───── Records for the exercise ─────

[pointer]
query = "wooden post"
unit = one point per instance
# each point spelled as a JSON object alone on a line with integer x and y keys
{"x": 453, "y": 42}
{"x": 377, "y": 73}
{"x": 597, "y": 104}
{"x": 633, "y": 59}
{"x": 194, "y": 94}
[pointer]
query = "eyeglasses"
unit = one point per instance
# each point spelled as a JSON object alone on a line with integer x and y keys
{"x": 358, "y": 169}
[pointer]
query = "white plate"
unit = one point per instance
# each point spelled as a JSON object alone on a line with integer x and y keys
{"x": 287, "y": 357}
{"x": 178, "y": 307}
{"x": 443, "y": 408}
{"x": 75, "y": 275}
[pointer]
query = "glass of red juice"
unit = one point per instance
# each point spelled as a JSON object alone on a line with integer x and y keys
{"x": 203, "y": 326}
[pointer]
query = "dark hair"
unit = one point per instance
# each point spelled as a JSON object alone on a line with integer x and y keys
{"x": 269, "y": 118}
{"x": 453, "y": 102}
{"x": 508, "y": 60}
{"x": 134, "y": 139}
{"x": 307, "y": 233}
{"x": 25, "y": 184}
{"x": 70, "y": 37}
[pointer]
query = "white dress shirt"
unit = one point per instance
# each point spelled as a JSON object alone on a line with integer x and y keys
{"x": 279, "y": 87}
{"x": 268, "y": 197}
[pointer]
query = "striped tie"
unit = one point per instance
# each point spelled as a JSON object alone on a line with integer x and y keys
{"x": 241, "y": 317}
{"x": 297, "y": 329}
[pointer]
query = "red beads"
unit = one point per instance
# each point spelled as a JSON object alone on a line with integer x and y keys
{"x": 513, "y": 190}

─────

Whenever a line of the records holds the string "query", pick it out and copy it.

- _Response area_
query = "wooden post"
query = "eyeglasses"
query = "white plate"
query = "glass of red juice"
query = "dark hair"
query = "white dress shirt"
query = "striped tie"
query = "red beads"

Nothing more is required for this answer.